- [Source text]:
.....
# Removing Tailor's Chalk



## Hard2Fit (May 11, 2005)

I have a suit that still has some white markings on the jacket from the tailor's chalk. Any specific advice on how to get it off?


----------



## manton (Jul 26, 2003)

Rub it with a bit of cloth from elsewhere on the garment -- say, the underside of a sleeve. It should come right out.


----------



## GBR (Aug 10, 2005)

Manton is right but you should also rebuke your tailor for his carelessness in such a presentation.


----------



## Clint (Feb 1, 2006)

put a little steam on it....from youre iron...dont rub it...you could damage the fabric.....steam will lift the chalk.


Clint

I make suits


----------



## Hard2Fit (May 11, 2005)

> quote:_Originally posted by Clint_
> 
> put a little steam on it....from youre iron...dont rub it...you could damage the fabric.....steam will lift the chalk.
> 
> ...


Do you mean I should press the iron onto the chalk marks or hold it just above the cloth?


----------



## Alexander Kabbaz (Jan 9, 2003)

We usually use a brush - wisk broom type. 
And no, don't press the iron onto it.

*https://www.CustomShirt1.com

Kabbaz-Kelly & Sons Fine Custom Clothiers
* Bespoke Shirts & Furnishings * Zimmerli Swiss Underwear **
* Alex Begg Cashmere * Pantherella Socks **​


----------



## Clint (Feb 1, 2006)
.....
- [Data excerpts]:
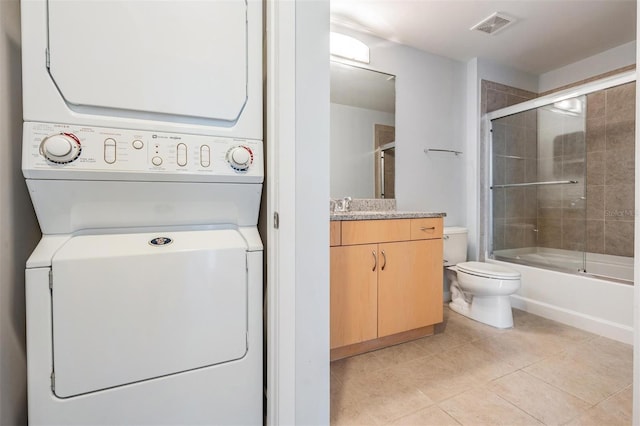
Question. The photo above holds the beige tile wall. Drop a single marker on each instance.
(514, 162)
(610, 170)
(559, 212)
(512, 228)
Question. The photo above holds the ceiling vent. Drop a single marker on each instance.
(494, 23)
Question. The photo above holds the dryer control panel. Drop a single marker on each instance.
(60, 151)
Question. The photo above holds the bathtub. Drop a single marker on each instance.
(578, 299)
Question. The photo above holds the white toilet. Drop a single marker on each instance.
(479, 290)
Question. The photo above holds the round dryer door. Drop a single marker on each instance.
(131, 307)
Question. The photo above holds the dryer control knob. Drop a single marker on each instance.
(62, 148)
(240, 158)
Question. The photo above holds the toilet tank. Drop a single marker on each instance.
(455, 245)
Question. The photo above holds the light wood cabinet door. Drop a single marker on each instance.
(354, 294)
(409, 285)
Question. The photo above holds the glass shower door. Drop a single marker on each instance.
(538, 186)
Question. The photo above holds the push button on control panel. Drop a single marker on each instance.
(205, 156)
(109, 151)
(182, 154)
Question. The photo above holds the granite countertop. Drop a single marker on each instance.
(379, 215)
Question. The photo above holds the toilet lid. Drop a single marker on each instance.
(488, 270)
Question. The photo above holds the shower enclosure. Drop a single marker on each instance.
(562, 180)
.....
- [Do this]:
Answer these from the forum thread on removing tailor's chalk:
(a) Which part of the garment does manton suggest taking a bit of cloth from to rub the marks?
(b) According to Clint, what could happen if you rub the chalk?
(c) Does Alexander Kabbaz say to press the iron onto the chalk?

- [Result for this task]:
(a) The underside of a sleeve.
(b) You could damage the fabric.
(c) No.